*Exercise data*
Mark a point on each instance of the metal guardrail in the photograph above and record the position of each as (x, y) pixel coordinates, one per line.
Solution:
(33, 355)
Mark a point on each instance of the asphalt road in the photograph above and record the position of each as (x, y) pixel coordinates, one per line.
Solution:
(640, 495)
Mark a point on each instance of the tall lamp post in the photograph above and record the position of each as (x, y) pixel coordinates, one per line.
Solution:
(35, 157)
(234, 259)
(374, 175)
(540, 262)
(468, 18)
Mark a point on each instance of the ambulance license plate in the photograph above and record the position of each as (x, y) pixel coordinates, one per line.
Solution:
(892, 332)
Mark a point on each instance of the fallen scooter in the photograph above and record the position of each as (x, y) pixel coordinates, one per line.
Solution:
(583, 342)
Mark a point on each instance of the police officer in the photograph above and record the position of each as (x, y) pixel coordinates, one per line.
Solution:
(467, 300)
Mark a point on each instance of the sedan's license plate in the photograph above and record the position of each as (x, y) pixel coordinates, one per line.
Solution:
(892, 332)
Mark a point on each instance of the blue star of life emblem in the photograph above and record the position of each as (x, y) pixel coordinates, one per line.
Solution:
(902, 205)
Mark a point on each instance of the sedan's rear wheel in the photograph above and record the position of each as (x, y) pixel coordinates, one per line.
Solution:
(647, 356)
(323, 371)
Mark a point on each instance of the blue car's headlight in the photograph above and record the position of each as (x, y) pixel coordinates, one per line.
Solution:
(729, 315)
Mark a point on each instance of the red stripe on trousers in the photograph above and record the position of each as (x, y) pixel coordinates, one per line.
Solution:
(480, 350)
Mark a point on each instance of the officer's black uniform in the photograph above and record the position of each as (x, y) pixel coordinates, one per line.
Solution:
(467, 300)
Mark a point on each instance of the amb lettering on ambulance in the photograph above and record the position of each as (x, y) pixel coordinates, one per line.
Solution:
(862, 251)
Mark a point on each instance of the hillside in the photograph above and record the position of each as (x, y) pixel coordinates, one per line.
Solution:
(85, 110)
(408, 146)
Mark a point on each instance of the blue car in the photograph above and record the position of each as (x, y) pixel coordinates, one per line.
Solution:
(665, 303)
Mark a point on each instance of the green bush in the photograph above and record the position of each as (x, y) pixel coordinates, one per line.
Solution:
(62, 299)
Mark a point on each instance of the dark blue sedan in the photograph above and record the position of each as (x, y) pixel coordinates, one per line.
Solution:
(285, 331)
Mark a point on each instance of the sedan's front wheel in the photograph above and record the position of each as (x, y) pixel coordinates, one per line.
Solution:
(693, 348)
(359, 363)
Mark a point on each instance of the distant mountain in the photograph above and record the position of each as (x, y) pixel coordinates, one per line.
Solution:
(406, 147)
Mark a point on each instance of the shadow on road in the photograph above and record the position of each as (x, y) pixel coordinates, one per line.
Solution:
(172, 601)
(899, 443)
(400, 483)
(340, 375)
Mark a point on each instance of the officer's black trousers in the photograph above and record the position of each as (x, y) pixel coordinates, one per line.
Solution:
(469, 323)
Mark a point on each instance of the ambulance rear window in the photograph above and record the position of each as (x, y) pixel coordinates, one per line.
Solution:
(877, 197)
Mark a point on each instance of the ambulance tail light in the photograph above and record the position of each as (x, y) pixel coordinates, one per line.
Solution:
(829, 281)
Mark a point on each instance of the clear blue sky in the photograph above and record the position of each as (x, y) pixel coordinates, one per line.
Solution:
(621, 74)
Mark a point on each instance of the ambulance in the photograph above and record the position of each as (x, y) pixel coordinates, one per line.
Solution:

*Your objective*
Give the entries again in full, with nothing changed.

*Task response*
Mark a point on each instance of the metal guardrail in the photograph above and record the position of each as (x, y) pixel coordinates, one per line.
Solution:
(33, 355)
Mark a point on each instance of the asphalt road in the photograph above and record the position of each as (x, y) pixel coordinates, one per line.
Solution:
(640, 495)
Mark a point on each instance of the tall lamp post in the photograph above and record the position of each as (x, y) pixel coordinates, one per line.
Solution:
(35, 157)
(234, 259)
(374, 175)
(540, 262)
(468, 18)
Mark a point on each instance of the ambulance license plate in the photograph above and record the position of each as (x, y) pixel coordinates, one per line.
Solution:
(892, 332)
Mark a point on each instance of the fallen scooter in the photograph above and record the position of each as (x, y) pixel coordinates, one per line.
Solution:
(583, 342)
Mark a point on each instance of the police officer in the photograph above and record the position of each as (x, y) pixel coordinates, one per line.
Solution:
(467, 300)
Mark a point on each instance of the sedan's license plate in the photograph above and record the position of each as (x, y) pixel coordinates, one per line.
Solution:
(892, 332)
Mark a point on each instance of the blue star of life emblem in the photograph above and record the position of each as (x, y) pixel coordinates, one per line.
Solution:
(902, 205)
Mark a point on each instance of the sedan's rear wheel in the photograph above and record the position of each as (x, y) pixel coordinates, one per line.
Solution:
(647, 356)
(323, 371)
Mark a point on each instance of the blue car's headlight in the photograph above and record the position of each as (x, y) pixel coordinates, one per line.
Solution:
(729, 315)
Mark a point on each instance of the red stripe on trousers in the photograph above and record the position of each as (x, y) pixel coordinates, one per line.
Solution:
(480, 350)
Mark a point on each instance of the officer's black uniform in the photograph above and record the position of each as (x, y) pixel coordinates, one per line.
Solution:
(467, 300)
Mark a point on each instance of the amb lettering on ambulance in the photograph above and record the position of each as (x, y) pixel coordinates, one per line.
Solution:
(862, 251)
Mark a point on each instance of the hillside in the photograph above and record the position of each as (x, y) pixel coordinates, one per line.
Solution:
(85, 110)
(408, 146)
Mark a point on each instance of the blue car in the photograph above and record the position of each as (x, y) pixel coordinates, one per line.
Solution:
(665, 303)
Mark a point on each instance of the green bush in the photograph above and record the position of each as (x, y) pixel coordinates, one per line.
Solution:
(62, 299)
Mark a point on each instance of the dark blue sedan in the photograph above and record the position of each as (x, y) pixel coordinates, one per line.
Solution:
(285, 331)
Mark a point on each instance of the sedan's front wheel in the photograph above and record the position of each as (x, y) pixel coordinates, one per line.
Solution:
(693, 348)
(359, 363)
Mark a point on each instance of the distant mountain in the photograph above and record the position of each as (x, y) pixel coordinates, one per line.
Solution:
(406, 147)
Mark a point on each instance of the shadow on road in the photograph above and record the position of each as (x, y) pixel coordinates, one per line.
Solution:
(172, 601)
(899, 443)
(400, 483)
(340, 375)
Mark a point on each instance of the officer's black trousers in the photograph above and record the position of each as (x, y) pixel coordinates, one per line.
Solution:
(469, 323)
Mark a point on each instance of the ambulance rear window in the photograph above and record the position of each as (x, y) pixel coordinates, one per line.
Solution:
(877, 197)
Mark a point on each instance of the ambulance tail light in the photograph above and record the position of each as (x, y) pixel coordinates, one per line.
Solution:
(829, 281)
Mark a point on each instance of the clear blue sky in the photograph above and record the position of each as (x, y) pixel coordinates, one per line.
Solution:
(621, 74)
Mark a point on each instance of the ambulance in the photograph above and record the position of each as (x, y) pixel coordinates, one per line.
Solution:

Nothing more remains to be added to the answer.